**PARTES DEL EJERCICIO:**
A. Enumera todos los tipos de tacos que se mencionan en el texto sobre los puestos del Xoco.
B. Según el texto sobre los puestos del Xoco, ¿qué ocupa ahora el lugar de los puestos retirados?
C. Continúa el texto sobre los puestos del Xoco a partir de su última oración.

====== TEXTO DE ESTUDIO ======

Hace unas semanas quitaron todos los puestos de fritangas cercanos al Hospital del Xoco. Había tacos de tripa y suadero, quesadillas de huitlacoche y pollo, tortas de pierna con queso y la legendaria cubana con un poco de todo, tamales en la mañana y los maravillosos tacos de la culpa en las noches. Ahora, a esa riqueza gastronómica y cultural la suple un aséptico Seven Eleven con sus chapatas que disfrazan el poco queso y el poco jamón con capas ostentosas de lechuga elegante. No me cuesta trabajo imaginar los argumentos de quien tomó la decisión de retirar los puestos: habían problemas de higiene, obstaculizaba a las ambulancias y al paso de los doctores, además al hospital se va a dolerse de los heridos, no a atascarse de taquitos y menos si no están inscritos en una red de franquicias.

====== DATOS ALMACENADOS ======

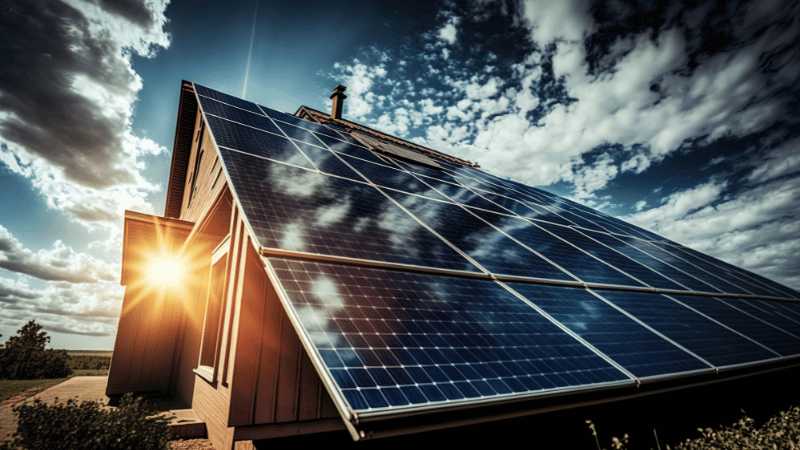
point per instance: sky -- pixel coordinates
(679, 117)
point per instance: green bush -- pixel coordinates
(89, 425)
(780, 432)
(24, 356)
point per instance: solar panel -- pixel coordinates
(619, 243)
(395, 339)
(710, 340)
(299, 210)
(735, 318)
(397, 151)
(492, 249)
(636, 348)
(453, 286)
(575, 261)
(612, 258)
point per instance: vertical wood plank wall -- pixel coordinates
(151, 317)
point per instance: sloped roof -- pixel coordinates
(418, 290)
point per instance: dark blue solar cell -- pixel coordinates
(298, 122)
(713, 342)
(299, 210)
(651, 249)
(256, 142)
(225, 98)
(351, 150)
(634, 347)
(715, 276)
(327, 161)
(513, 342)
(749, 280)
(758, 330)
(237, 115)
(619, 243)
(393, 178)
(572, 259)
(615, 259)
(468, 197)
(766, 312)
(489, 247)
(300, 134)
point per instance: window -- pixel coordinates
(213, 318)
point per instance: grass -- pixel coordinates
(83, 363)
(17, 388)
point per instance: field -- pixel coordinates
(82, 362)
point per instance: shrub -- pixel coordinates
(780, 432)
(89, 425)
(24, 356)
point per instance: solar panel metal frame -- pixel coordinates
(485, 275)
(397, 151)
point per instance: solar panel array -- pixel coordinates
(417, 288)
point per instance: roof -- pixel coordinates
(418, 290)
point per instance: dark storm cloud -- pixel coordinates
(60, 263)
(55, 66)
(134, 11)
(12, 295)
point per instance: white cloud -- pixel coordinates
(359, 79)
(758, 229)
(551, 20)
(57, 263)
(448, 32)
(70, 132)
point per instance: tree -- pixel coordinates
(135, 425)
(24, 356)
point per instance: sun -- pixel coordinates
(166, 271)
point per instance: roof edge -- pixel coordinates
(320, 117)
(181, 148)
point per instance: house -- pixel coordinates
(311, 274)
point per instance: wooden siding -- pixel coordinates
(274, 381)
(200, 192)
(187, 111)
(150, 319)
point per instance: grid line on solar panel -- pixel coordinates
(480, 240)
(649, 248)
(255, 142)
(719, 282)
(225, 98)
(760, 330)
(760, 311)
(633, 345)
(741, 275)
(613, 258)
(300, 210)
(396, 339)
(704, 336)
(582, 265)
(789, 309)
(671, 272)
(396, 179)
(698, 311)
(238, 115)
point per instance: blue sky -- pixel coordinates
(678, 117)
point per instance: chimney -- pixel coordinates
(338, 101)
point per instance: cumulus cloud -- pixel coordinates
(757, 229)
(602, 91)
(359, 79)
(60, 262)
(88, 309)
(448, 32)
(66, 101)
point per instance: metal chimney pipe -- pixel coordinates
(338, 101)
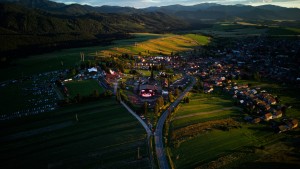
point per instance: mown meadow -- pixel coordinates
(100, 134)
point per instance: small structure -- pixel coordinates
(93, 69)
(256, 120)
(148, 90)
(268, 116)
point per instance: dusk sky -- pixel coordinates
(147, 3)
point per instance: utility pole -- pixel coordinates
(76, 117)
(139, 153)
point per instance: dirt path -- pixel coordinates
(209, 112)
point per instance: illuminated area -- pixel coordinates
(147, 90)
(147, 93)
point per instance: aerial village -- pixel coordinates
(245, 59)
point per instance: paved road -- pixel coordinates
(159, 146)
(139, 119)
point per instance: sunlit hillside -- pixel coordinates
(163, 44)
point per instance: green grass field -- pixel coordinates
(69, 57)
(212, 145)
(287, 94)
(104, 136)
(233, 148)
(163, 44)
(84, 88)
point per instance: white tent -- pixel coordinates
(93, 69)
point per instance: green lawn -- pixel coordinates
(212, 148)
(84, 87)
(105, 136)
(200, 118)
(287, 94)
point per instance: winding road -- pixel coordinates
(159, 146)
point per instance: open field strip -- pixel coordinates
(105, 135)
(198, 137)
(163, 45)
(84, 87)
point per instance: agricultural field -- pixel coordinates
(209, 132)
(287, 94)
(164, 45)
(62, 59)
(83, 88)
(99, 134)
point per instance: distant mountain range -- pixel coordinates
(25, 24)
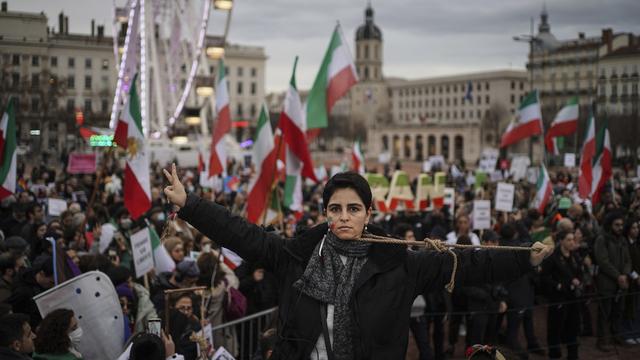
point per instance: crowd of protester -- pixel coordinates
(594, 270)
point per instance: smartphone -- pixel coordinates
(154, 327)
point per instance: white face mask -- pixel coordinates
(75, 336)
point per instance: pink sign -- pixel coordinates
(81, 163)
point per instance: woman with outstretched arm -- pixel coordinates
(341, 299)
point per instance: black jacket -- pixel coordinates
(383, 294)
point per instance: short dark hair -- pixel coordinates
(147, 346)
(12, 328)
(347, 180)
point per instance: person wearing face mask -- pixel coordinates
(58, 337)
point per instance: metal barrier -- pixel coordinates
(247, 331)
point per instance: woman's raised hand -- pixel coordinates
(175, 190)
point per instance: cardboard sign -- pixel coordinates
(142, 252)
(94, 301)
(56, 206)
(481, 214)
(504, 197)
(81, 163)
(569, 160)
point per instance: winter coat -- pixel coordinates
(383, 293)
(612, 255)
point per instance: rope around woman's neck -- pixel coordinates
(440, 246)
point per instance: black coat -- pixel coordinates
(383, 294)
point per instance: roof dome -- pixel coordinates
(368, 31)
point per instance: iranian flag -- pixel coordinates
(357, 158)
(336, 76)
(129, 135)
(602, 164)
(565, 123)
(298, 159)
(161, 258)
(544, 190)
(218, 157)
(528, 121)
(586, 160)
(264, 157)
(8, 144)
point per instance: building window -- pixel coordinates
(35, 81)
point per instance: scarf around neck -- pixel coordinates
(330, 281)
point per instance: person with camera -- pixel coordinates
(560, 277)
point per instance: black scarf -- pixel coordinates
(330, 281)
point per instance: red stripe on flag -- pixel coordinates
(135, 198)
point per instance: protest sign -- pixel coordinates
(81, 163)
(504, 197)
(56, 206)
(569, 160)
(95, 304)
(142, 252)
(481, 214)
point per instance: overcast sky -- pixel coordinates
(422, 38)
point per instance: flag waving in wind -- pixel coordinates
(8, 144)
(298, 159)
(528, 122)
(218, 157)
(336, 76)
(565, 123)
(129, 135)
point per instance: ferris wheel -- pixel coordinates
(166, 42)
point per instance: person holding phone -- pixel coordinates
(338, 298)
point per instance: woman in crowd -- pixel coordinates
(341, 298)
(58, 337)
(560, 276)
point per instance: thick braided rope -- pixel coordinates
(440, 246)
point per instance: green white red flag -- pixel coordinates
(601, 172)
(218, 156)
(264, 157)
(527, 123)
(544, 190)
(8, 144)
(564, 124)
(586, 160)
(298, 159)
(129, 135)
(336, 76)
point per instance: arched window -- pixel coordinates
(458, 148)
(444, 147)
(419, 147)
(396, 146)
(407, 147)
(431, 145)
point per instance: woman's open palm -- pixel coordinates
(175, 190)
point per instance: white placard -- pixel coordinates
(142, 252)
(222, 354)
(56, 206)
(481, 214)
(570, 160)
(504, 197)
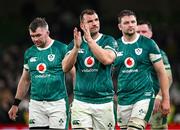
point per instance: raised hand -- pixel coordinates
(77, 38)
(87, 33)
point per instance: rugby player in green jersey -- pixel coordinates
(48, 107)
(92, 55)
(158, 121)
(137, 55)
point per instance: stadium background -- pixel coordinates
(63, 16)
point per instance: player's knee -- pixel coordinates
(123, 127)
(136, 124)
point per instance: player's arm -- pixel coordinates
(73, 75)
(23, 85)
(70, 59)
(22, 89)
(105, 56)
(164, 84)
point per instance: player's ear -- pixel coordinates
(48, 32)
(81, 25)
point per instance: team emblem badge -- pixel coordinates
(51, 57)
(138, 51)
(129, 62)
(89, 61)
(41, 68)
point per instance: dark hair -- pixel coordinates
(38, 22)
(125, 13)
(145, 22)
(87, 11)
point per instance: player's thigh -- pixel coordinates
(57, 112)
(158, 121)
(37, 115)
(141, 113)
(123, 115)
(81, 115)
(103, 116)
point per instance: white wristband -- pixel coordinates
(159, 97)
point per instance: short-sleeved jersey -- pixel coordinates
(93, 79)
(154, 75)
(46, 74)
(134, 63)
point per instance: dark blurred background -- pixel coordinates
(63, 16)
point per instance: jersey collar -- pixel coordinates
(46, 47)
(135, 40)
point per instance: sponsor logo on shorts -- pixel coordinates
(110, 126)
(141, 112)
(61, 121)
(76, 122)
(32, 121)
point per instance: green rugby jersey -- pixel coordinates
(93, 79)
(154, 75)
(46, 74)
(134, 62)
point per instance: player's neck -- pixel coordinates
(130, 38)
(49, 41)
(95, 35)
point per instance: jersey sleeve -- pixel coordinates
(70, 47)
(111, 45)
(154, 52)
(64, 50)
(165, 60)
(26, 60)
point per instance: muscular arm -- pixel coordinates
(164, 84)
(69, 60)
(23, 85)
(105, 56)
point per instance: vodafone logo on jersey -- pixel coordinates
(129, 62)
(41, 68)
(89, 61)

======
====== DATOS ALMACENADOS ======

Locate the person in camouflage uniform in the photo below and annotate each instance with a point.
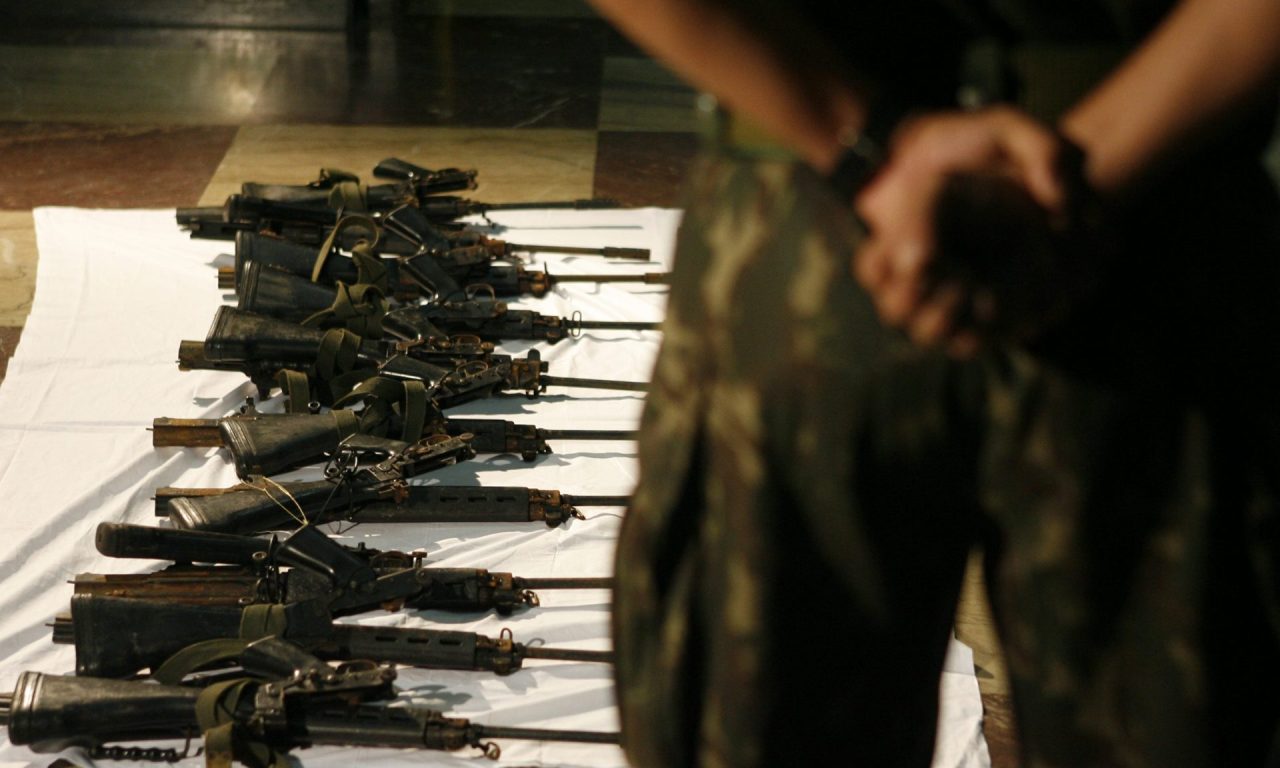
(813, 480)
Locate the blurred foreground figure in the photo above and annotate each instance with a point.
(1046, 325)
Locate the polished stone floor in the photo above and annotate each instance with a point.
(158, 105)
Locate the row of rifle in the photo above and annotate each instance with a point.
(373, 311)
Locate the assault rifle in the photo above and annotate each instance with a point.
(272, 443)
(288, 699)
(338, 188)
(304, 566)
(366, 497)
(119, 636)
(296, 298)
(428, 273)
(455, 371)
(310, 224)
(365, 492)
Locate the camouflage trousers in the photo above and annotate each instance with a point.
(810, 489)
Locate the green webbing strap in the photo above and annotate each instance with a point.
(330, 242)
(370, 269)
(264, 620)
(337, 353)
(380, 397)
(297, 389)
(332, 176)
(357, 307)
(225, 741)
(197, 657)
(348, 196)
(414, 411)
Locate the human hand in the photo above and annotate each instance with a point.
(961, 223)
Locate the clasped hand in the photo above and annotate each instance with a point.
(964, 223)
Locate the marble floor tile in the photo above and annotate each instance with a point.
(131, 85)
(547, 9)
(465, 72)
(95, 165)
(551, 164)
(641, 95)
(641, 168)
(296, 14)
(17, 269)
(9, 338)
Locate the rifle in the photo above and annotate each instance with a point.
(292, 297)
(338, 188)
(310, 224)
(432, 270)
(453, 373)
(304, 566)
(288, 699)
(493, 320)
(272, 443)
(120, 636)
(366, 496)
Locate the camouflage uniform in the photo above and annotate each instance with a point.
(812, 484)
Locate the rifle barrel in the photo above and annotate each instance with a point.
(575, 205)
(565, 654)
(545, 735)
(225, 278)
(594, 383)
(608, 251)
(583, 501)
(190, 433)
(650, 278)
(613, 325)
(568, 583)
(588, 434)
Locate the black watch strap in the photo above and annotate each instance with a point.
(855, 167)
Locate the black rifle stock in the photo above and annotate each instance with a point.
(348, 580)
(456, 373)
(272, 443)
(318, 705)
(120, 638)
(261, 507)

======

**RESPUESTAS POR TAREA:**
A. Tacos de tripa, tacos de suadero y tacos de la culpa.

B. Un Seven Eleven.

C.
No hay forma de pelear la decisión, es posible que incluso ayude a deshacerme de algunos kilos, pero no dejo de compadecerme de la gente con poco varo que con un tamal se ayudaba para las pesadas jornadas. Ya había explicado por acá (propósito de 2014, saber cómo diantres se importa el viejo bló) que aquellos puestos eran sitios de reunión para médicos, policías, familiares de los accidentados y fauna aleatoria que nos agregábamos porque qué buena era la salsa verde espesa de los tacos de cecina. Ahora la gente ya no come mientras espera, sólo espera. Eso sí, con menos riesgos salubres, quizá más estresados por tener menos qué hacer.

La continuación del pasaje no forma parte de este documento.